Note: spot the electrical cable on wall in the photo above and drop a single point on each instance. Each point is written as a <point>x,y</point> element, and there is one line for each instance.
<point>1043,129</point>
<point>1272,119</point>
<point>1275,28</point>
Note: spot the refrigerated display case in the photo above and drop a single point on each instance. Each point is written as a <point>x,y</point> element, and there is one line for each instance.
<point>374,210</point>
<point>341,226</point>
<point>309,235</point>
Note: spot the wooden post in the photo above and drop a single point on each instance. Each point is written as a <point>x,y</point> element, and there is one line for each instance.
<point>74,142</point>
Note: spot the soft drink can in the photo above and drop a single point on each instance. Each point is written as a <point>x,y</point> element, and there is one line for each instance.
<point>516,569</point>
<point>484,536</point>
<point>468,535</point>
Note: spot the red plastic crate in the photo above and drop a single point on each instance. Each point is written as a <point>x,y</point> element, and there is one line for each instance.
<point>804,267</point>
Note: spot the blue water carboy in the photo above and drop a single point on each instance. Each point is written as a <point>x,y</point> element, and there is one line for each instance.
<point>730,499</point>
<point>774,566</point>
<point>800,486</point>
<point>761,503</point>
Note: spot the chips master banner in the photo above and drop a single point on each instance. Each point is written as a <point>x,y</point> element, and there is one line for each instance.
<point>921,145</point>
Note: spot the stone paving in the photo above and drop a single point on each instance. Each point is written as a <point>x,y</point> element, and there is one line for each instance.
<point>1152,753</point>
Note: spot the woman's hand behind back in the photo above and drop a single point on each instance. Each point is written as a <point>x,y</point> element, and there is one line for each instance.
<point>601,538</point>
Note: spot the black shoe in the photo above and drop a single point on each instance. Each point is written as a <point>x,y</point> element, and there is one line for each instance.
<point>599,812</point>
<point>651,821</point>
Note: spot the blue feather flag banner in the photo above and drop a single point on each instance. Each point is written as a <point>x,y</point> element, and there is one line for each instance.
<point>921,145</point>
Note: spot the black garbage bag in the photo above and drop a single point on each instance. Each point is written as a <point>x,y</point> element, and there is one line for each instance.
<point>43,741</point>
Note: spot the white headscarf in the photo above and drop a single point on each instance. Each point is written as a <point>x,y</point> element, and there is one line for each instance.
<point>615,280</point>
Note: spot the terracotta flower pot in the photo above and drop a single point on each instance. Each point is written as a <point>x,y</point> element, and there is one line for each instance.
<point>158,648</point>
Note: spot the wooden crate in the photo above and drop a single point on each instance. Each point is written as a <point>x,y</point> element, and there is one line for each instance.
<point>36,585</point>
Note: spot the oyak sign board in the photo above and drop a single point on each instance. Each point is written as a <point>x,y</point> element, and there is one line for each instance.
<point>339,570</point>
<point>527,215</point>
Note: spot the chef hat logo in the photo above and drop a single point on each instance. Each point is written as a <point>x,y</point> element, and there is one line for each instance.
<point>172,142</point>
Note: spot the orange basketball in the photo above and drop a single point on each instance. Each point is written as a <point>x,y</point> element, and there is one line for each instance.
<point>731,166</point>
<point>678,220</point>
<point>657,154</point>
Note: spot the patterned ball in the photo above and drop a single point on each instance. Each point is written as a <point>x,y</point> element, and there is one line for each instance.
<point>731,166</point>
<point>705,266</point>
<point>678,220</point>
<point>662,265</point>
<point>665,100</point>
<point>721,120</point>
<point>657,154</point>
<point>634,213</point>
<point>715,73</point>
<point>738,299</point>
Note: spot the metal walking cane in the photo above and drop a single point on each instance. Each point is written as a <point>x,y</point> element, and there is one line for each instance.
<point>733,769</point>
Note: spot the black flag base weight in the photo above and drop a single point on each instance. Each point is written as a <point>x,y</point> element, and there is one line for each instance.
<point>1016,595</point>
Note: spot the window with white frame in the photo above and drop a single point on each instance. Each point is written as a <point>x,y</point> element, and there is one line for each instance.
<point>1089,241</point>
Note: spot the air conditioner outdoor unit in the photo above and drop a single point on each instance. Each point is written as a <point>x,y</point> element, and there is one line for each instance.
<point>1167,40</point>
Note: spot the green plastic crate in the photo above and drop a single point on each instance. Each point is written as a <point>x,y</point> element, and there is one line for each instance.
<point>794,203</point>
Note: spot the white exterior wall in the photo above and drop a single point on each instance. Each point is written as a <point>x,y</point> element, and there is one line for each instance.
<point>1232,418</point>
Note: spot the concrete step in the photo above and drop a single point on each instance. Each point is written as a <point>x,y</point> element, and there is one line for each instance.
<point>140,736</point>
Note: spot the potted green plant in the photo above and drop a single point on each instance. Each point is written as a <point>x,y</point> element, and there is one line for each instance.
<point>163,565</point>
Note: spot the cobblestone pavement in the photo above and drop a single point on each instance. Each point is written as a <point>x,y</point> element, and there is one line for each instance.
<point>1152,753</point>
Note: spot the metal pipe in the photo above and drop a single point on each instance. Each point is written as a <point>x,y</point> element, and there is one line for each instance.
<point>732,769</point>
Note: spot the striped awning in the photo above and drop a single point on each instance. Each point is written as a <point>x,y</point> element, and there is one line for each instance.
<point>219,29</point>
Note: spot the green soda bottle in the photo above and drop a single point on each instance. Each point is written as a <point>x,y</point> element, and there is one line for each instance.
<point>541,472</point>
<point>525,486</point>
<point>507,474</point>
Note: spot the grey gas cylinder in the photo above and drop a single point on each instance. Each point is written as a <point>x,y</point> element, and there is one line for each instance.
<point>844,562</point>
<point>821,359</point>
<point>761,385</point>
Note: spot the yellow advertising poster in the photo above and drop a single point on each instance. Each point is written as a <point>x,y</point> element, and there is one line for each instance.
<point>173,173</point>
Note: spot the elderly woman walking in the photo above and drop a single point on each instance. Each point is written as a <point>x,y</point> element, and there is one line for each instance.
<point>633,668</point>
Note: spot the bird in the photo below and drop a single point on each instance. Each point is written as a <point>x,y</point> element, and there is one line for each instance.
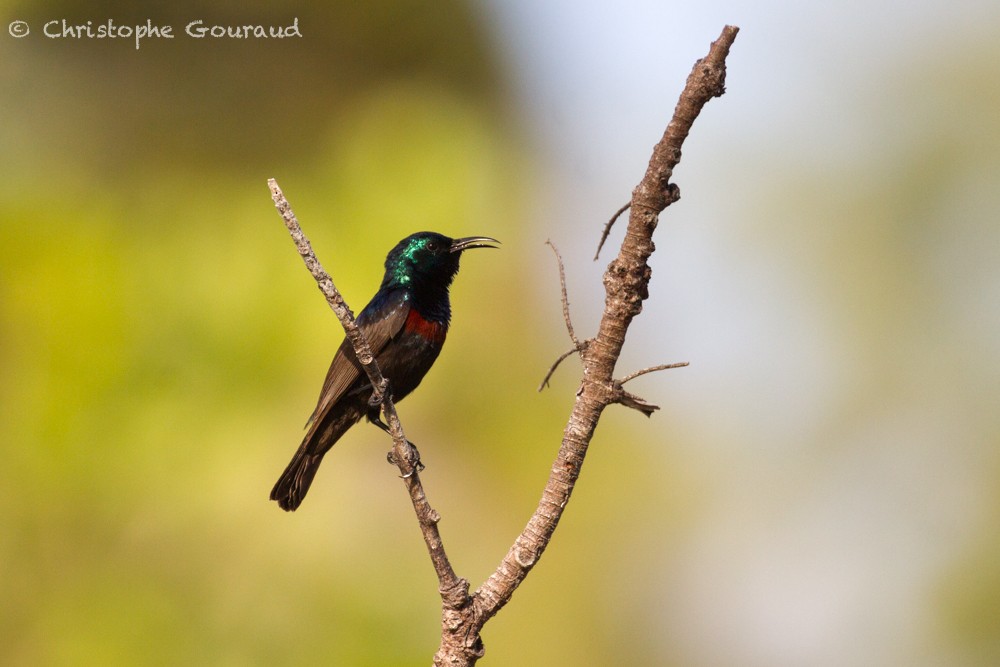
<point>405,323</point>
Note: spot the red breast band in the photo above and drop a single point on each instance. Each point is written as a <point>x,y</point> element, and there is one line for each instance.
<point>432,331</point>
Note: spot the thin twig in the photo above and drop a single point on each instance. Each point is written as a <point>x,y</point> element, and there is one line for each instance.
<point>454,591</point>
<point>565,298</point>
<point>652,369</point>
<point>555,365</point>
<point>607,228</point>
<point>578,346</point>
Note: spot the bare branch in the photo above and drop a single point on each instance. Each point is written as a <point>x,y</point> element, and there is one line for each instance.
<point>565,298</point>
<point>578,345</point>
<point>607,228</point>
<point>555,365</point>
<point>626,285</point>
<point>652,369</point>
<point>454,591</point>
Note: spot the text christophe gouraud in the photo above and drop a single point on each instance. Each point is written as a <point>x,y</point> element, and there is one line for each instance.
<point>197,29</point>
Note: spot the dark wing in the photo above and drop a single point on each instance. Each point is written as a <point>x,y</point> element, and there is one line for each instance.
<point>380,321</point>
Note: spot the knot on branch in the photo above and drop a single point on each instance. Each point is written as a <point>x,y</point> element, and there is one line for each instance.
<point>630,400</point>
<point>379,393</point>
<point>456,596</point>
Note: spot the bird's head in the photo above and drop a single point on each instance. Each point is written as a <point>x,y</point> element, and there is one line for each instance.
<point>429,259</point>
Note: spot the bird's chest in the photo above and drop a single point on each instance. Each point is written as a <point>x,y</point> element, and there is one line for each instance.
<point>427,331</point>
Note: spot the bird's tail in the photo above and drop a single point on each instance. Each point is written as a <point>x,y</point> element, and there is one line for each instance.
<point>293,484</point>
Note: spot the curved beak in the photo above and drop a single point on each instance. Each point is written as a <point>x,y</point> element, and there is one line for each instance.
<point>458,245</point>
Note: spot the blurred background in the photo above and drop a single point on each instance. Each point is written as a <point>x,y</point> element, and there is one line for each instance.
<point>820,487</point>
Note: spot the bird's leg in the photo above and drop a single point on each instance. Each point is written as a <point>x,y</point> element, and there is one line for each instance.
<point>418,465</point>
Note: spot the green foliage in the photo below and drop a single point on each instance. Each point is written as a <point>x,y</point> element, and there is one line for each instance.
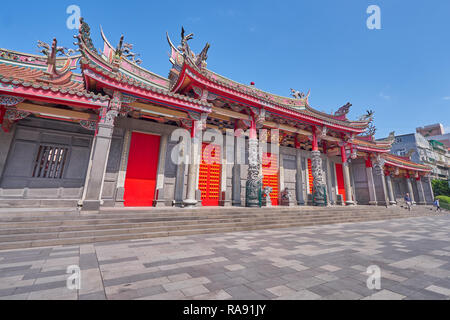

====================

▶ EXERCISE: Give back exactly, and only, the lines from the one holding "Note: spot the bird's chest" through the last line of the entries, with every picture omitted.

▶ ANSWER AREA:
Note: spot the bird's chest in the photo above and drop a single point on each instance. Each point is written as a <point>x,y</point> element, and there is one line for each instance.
<point>427,331</point>
Note: spot the bird's tail in the photo above and drop a single point on each instance. Each point is written as a <point>x,y</point> element, and there is one line for each instance.
<point>293,484</point>
Note: spot the curved beak in the photo above and drop a single point on each instance. Each point is written as a <point>x,y</point> element, and there is one line for each instance.
<point>458,245</point>
Note: spot the blurred background in the photo above and drop a single point on each instance. Each point is written as a <point>x,y</point> element, and there is one line for each instance.
<point>820,487</point>
Note: spot the bird's leg in the photo above and drop a single point on each instance. Each point is written as a <point>x,y</point> element, and there is one line for each instance.
<point>418,465</point>
Note: spot the green foliage in the photo below and drop a single point on each instance. Each point is written as a <point>x,y</point> element, and there is one line for each instance.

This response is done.